[Activity]: Reproduce the data exactly and drop any pictures it holds.

◆ ◆ ◆ ◆ ◆ ◆ ◆

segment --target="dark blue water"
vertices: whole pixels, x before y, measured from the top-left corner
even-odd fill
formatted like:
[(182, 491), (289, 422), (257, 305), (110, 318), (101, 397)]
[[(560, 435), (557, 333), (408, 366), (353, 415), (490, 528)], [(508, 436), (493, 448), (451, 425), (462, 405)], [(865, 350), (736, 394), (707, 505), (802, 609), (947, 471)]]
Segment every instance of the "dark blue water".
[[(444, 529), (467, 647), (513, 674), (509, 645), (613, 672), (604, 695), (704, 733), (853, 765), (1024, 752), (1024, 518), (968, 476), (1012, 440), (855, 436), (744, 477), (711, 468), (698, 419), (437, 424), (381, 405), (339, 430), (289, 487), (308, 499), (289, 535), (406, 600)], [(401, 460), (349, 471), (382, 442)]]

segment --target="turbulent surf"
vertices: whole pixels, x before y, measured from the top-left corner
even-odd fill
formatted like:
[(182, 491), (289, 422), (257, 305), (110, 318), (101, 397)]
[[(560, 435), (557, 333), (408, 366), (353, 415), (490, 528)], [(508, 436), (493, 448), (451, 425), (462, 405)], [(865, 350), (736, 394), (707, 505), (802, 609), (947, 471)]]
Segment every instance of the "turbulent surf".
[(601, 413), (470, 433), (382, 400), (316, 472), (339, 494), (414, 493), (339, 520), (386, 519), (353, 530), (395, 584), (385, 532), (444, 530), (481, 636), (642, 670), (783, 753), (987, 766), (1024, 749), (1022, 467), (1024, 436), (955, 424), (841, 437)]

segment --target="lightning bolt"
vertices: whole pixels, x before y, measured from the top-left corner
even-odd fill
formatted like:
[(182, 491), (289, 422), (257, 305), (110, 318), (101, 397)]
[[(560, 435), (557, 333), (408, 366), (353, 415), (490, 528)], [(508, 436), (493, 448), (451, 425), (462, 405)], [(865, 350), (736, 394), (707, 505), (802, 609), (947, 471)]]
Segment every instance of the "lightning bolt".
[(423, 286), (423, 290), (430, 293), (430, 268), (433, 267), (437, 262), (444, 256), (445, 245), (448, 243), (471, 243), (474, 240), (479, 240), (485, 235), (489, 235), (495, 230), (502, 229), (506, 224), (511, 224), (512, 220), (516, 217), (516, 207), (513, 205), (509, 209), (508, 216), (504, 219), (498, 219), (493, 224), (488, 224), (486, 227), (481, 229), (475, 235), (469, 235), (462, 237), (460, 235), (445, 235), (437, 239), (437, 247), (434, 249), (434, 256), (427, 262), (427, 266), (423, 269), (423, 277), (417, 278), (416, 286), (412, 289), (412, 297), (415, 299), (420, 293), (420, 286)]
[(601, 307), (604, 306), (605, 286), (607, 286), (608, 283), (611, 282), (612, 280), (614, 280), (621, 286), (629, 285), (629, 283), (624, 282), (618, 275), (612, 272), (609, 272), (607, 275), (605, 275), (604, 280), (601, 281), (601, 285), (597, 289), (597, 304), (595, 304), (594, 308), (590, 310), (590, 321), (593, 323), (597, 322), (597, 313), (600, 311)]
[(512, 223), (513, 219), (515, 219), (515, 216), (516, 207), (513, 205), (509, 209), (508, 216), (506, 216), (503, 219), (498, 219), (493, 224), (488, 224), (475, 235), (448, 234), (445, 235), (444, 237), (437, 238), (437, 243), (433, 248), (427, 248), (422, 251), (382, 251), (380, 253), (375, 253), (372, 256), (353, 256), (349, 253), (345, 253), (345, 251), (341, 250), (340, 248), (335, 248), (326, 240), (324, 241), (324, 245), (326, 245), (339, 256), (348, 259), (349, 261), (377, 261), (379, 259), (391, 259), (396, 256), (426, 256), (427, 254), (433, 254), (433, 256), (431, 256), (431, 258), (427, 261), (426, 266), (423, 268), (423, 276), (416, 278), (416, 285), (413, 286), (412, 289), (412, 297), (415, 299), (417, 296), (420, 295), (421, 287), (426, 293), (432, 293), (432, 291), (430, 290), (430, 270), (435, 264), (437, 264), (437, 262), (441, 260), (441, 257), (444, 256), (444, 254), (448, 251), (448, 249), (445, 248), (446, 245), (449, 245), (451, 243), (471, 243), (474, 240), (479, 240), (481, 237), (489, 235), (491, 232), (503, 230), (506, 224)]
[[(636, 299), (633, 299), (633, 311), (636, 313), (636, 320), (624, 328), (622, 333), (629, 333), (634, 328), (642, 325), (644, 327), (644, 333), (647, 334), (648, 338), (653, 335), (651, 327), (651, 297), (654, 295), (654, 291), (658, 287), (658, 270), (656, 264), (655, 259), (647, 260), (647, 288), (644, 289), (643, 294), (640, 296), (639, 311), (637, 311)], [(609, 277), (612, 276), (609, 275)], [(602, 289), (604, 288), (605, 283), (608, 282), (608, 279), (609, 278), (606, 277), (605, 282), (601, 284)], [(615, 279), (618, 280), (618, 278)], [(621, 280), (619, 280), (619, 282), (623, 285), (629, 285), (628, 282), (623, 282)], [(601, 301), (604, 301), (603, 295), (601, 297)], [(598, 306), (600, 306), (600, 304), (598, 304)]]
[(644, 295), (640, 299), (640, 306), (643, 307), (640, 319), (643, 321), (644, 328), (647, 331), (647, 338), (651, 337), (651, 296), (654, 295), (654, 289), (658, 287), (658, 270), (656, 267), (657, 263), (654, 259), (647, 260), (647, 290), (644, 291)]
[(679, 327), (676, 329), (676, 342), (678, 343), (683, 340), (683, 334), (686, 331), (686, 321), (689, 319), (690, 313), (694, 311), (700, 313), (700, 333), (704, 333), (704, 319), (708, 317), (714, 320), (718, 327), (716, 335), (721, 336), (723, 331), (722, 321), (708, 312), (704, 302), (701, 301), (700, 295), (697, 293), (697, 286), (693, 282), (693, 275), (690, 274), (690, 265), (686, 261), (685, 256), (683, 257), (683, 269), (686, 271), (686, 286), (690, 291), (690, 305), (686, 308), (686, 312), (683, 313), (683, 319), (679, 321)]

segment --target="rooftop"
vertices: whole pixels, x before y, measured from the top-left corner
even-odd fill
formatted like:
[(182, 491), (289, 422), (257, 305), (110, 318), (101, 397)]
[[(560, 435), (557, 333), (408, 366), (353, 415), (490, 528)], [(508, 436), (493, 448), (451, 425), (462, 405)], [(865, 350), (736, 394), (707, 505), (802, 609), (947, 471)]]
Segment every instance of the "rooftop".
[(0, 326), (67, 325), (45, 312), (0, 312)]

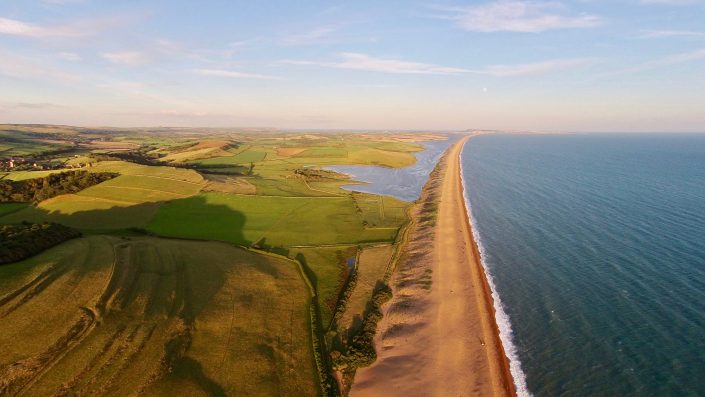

◆ ◆ ◆ ◆ ◆ ◆ ◆

[Result of this exercise]:
segment --target="dark blue water"
vertices: whole pixels, x before y, measured from the top-left corner
even-odd fill
formatted like:
[(182, 491), (289, 422), (257, 305), (110, 318), (101, 397)]
[[(560, 435), (557, 333), (408, 366), (353, 415), (490, 528)], [(508, 436), (493, 448), (451, 425), (462, 405)], [(865, 350), (736, 394), (707, 505), (802, 609), (947, 471)]]
Segment every instance of the "dark blue water".
[[(444, 529), (467, 647), (513, 674), (509, 645), (613, 672), (604, 695), (704, 733), (853, 765), (1024, 752), (1024, 518), (968, 476), (1012, 440), (855, 436), (744, 477), (711, 468), (698, 419), (437, 424), (381, 405), (339, 430), (289, 487), (308, 499), (289, 535), (406, 600)], [(401, 460), (349, 471), (382, 442)]]

segment --target="turbulent surf"
vertices: whole pixels, x before y, measured from the top-left corner
even-odd fill
formatted like:
[(182, 491), (289, 422), (257, 305), (110, 318), (101, 397)]
[[(560, 435), (557, 333), (408, 366), (353, 415), (490, 528)], [(508, 436), (493, 448), (451, 425), (462, 405)], [(865, 350), (736, 394), (707, 505), (802, 609), (947, 471)]]
Segment every instance of the "turbulent surf".
[(601, 413), (470, 433), (382, 400), (316, 472), (339, 494), (414, 493), (339, 520), (386, 519), (353, 530), (395, 584), (385, 532), (444, 530), (481, 636), (642, 670), (783, 753), (987, 766), (1024, 749), (1022, 467), (1024, 436), (955, 424), (841, 437)]

segment --target="lightning bolt"
vertices: whole pixels, x before y, measured from the top-left corner
even-odd fill
formatted like:
[(182, 491), (289, 422), (257, 305), (110, 318), (101, 397)]
[[(560, 435), (557, 333), (408, 366), (353, 415), (490, 528)], [(508, 436), (493, 448), (451, 425), (462, 405)], [(865, 350), (736, 394), (707, 505), (802, 609), (947, 471)]]
Segment every instance of the "lightning bolt".
[(423, 286), (423, 290), (430, 293), (430, 268), (433, 267), (437, 262), (444, 256), (445, 245), (448, 243), (471, 243), (474, 240), (479, 240), (485, 235), (489, 235), (495, 230), (502, 229), (506, 224), (511, 224), (512, 220), (516, 217), (516, 207), (513, 205), (509, 209), (508, 216), (504, 219), (498, 219), (493, 224), (488, 224), (486, 227), (481, 229), (475, 235), (469, 235), (462, 237), (460, 235), (445, 235), (437, 239), (437, 247), (434, 249), (434, 256), (427, 262), (427, 266), (423, 269), (423, 277), (417, 278), (416, 286), (412, 289), (412, 297), (415, 299), (420, 293), (420, 286)]
[(601, 307), (604, 306), (605, 286), (607, 286), (608, 283), (611, 282), (612, 280), (614, 280), (621, 286), (629, 285), (629, 283), (624, 282), (618, 275), (612, 272), (609, 272), (607, 275), (605, 275), (604, 280), (601, 281), (601, 285), (597, 289), (597, 304), (595, 304), (594, 308), (590, 310), (590, 321), (593, 323), (597, 322), (597, 313), (600, 311)]
[(512, 223), (513, 219), (515, 219), (515, 216), (516, 207), (513, 205), (509, 209), (508, 216), (506, 216), (503, 219), (498, 219), (493, 224), (488, 224), (475, 235), (448, 234), (445, 235), (444, 237), (437, 238), (437, 243), (433, 248), (427, 248), (422, 251), (382, 251), (380, 253), (375, 253), (372, 256), (353, 256), (349, 253), (345, 253), (345, 251), (341, 250), (340, 248), (335, 248), (326, 240), (324, 241), (324, 245), (326, 245), (339, 256), (348, 259), (349, 261), (377, 261), (379, 259), (391, 259), (396, 256), (426, 256), (427, 254), (433, 254), (433, 256), (431, 256), (431, 258), (427, 261), (426, 266), (423, 268), (423, 276), (416, 278), (416, 285), (413, 286), (412, 289), (412, 297), (415, 299), (417, 296), (420, 295), (421, 287), (426, 293), (432, 293), (432, 291), (430, 290), (430, 270), (435, 264), (437, 264), (437, 262), (441, 260), (441, 257), (444, 256), (444, 254), (448, 251), (448, 249), (445, 248), (446, 245), (449, 245), (451, 243), (471, 243), (474, 240), (479, 240), (481, 237), (489, 235), (491, 232), (503, 230), (506, 224)]
[[(636, 299), (633, 299), (633, 311), (636, 313), (636, 320), (624, 328), (622, 333), (629, 333), (634, 328), (642, 325), (644, 327), (644, 333), (647, 334), (648, 338), (653, 335), (651, 327), (651, 297), (654, 295), (654, 291), (658, 287), (658, 270), (656, 264), (655, 259), (647, 260), (647, 288), (644, 289), (643, 294), (640, 296), (639, 311), (637, 311)], [(609, 277), (612, 276), (609, 275)], [(602, 289), (604, 288), (605, 283), (608, 282), (608, 279), (609, 278), (606, 277), (605, 282), (601, 284)], [(615, 279), (618, 280), (618, 278)], [(621, 280), (619, 280), (619, 282), (623, 285), (629, 285), (628, 282), (623, 282)], [(601, 301), (604, 301), (603, 295), (601, 297)], [(598, 306), (600, 306), (600, 304), (598, 304)]]
[(644, 295), (640, 299), (640, 306), (643, 307), (640, 319), (643, 321), (644, 328), (647, 331), (647, 338), (651, 337), (651, 296), (654, 295), (654, 289), (658, 287), (658, 270), (656, 267), (657, 263), (654, 259), (647, 260), (647, 290), (644, 291)]
[(679, 327), (676, 329), (676, 342), (678, 343), (683, 340), (683, 334), (686, 331), (686, 321), (689, 319), (690, 313), (694, 311), (700, 313), (700, 333), (704, 333), (704, 319), (708, 317), (714, 320), (718, 327), (716, 335), (721, 336), (723, 331), (722, 321), (708, 312), (704, 302), (701, 301), (700, 295), (697, 293), (697, 286), (693, 282), (693, 275), (690, 274), (690, 265), (686, 261), (685, 256), (683, 257), (683, 269), (686, 271), (686, 286), (690, 291), (690, 305), (686, 308), (686, 312), (683, 313), (683, 319), (679, 321)]

segment --target="rooftop"
vertices: whole pixels, x before y, measured from the top-left corner
even-odd fill
formatted like:
[(182, 491), (289, 422), (257, 305), (110, 318), (101, 397)]
[[(560, 435), (557, 333), (408, 366), (353, 415), (490, 528)], [(508, 436), (493, 448), (451, 425), (462, 405)], [(865, 350), (736, 394), (707, 505), (802, 609), (947, 471)]]
Segment every instance of the "rooftop".
[(0, 326), (67, 325), (45, 312), (0, 312)]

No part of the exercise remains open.